• _What the task requires_: Count how many lines in the data hold the word "instance", and give that number alone.

• _Given entries_:
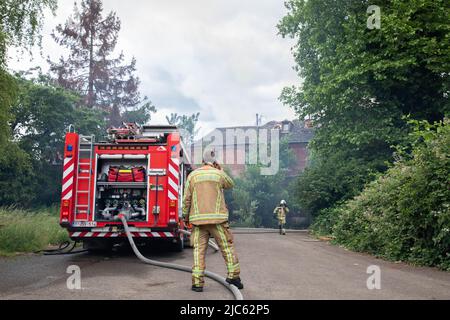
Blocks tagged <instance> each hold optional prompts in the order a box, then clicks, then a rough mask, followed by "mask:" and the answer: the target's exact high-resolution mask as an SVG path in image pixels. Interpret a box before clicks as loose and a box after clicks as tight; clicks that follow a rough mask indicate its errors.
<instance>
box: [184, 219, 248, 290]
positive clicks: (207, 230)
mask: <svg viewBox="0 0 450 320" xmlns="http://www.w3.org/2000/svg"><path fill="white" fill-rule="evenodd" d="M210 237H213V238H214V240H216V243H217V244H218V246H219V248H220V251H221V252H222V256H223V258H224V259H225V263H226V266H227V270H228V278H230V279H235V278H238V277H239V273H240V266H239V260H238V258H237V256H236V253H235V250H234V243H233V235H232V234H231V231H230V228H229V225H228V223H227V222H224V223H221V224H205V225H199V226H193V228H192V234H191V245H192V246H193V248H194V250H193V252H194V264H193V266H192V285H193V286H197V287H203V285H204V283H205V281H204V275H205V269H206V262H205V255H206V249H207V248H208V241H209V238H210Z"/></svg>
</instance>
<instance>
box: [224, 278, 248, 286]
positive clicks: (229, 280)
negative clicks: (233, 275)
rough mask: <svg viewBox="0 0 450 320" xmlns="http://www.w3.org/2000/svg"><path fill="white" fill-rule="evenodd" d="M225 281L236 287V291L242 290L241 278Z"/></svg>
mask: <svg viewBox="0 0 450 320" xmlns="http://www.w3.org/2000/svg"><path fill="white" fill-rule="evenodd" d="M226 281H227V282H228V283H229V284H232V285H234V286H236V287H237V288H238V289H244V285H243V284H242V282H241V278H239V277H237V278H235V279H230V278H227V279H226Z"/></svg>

• _Answer space_: 4